* Work instructions
Nothing but the records, repeated word for word and free of pictures, belongs in the answer.

* Materials provided

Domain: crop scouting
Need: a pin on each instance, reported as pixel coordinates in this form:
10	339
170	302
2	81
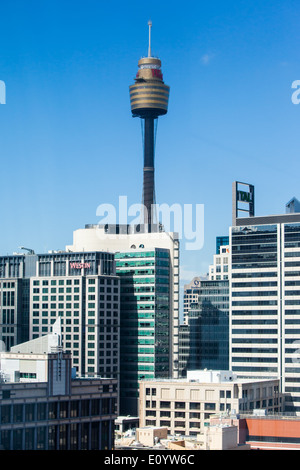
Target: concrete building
219	269
185	406
45	406
264	301
82	289
204	339
190	296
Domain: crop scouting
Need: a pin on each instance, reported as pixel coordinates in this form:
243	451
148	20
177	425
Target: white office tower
148	266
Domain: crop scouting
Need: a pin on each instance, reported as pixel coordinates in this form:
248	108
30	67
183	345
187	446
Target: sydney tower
149	98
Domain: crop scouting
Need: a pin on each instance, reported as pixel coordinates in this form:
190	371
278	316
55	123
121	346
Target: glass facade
208	327
264	314
25	427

* Written reply
Domain: crop scouting
Need: a pin on each instance, reported as pixel coordinates in this form:
10	339
170	302
2	81
Target: concrete building
219	269
185	406
45	406
264	301
82	289
204	339
190	296
Domain: crop scouting
Need: a pin on each instance, reported as pixel coordinates in this form:
243	451
148	20
177	425
Target: white office tower
148	266
Domain: crop scouting
Need: a pin on each instance, reported as pixel coordinates in this form:
248	108
30	67
183	345
187	446
Target: sydney tower
149	98
Domain: crop scouting
Need: a pin on each instance, reported as pixel coordinates in this form:
190	371
278	316
55	123
121	346
Target: glass facade
208	327
264	314
25	427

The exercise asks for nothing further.